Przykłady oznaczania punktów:
☆ ☆ ☆

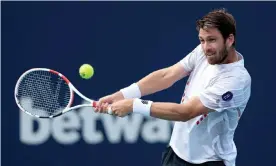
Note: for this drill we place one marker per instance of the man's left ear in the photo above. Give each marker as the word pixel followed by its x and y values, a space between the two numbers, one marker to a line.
pixel 230 40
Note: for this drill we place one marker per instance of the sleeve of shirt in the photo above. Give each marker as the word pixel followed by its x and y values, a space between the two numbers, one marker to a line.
pixel 189 61
pixel 225 93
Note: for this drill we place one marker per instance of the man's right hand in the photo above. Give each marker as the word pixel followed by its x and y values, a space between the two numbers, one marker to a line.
pixel 104 102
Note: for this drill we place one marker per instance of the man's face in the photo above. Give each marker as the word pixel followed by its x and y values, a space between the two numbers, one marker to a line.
pixel 213 44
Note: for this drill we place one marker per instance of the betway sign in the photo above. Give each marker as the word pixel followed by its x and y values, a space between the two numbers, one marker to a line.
pixel 82 125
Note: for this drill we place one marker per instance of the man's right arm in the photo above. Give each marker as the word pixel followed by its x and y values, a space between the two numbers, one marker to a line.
pixel 152 83
pixel 161 79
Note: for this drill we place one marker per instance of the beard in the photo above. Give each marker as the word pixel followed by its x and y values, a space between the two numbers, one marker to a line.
pixel 217 57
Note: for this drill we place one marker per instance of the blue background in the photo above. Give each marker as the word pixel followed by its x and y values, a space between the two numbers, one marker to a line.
pixel 125 41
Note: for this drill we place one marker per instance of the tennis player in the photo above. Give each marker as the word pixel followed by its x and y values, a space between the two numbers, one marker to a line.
pixel 215 96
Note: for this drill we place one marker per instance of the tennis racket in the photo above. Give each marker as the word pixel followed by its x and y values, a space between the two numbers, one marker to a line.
pixel 45 93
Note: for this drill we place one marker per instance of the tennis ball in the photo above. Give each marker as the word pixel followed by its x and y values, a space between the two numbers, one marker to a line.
pixel 86 71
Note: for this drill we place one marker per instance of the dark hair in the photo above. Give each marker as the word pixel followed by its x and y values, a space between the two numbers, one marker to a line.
pixel 220 19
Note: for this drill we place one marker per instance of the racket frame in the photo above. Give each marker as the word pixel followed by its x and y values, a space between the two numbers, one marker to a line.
pixel 91 103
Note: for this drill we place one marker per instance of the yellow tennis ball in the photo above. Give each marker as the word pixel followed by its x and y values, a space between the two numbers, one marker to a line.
pixel 86 71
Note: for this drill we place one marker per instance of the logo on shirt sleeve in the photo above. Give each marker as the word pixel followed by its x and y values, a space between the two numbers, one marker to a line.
pixel 227 96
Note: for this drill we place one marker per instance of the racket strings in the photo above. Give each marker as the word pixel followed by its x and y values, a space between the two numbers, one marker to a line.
pixel 43 93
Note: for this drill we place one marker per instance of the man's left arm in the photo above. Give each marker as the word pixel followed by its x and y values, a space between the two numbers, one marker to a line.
pixel 178 112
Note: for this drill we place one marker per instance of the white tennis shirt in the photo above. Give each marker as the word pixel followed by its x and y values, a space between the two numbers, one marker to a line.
pixel 223 88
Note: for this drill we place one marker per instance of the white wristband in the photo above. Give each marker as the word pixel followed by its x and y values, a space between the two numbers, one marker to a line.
pixel 131 91
pixel 142 106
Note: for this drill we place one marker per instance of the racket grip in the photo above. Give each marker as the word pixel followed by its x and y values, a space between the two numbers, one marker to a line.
pixel 109 110
pixel 94 104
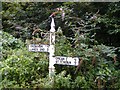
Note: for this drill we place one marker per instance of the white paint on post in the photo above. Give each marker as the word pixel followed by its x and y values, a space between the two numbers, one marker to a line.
pixel 73 61
pixel 38 48
pixel 52 49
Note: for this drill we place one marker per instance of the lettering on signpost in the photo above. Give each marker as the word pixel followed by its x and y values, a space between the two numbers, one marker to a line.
pixel 66 60
pixel 39 48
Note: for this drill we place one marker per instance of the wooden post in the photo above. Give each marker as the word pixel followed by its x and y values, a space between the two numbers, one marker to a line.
pixel 52 49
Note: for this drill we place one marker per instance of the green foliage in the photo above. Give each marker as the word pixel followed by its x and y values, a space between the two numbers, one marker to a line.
pixel 23 69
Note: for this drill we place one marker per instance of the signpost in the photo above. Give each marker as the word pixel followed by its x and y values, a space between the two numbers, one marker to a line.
pixel 73 61
pixel 38 48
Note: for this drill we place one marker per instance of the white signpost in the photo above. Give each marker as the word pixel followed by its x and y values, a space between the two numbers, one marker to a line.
pixel 73 61
pixel 38 48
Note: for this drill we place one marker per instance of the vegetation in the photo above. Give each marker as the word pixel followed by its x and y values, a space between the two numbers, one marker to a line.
pixel 90 31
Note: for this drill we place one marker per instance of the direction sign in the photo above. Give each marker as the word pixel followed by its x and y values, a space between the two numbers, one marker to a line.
pixel 38 48
pixel 67 60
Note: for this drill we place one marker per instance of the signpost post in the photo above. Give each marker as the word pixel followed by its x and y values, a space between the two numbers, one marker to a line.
pixel 73 61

☆ ☆ ☆

= CO NALEŻY ZROBIĆ =
Zmień „drill” na „exercise” w wierszach danych, zaczynając od wiersza z „the tennis ball” i kontynuując aż do wiersza z „pixel 91 103” włącznie. Podaj wyłącznie te wiersze, a poza tą zamianą pozostaw je bez zmian.

= ROZWIĄZANIE ZADANIA =
Note: for this exercise we place one marker per instance of the tennis ball in the photo above. Give each marker as the word pixel followed by its x and y values, a space between the two numbers, one marker to a line.
pixel 86 71
Note: for this exercise we place one marker per instance of the dark hair in the photo above. Give each marker as the word pixel followed by its x and y values, a space between the two numbers, one marker to a line.
pixel 220 19
Note: for this exercise we place one marker per instance of the racket frame in the photo above. Give each marker as the word pixel followed by its x and y values, a space between the two numbers, one marker to a line.
pixel 91 103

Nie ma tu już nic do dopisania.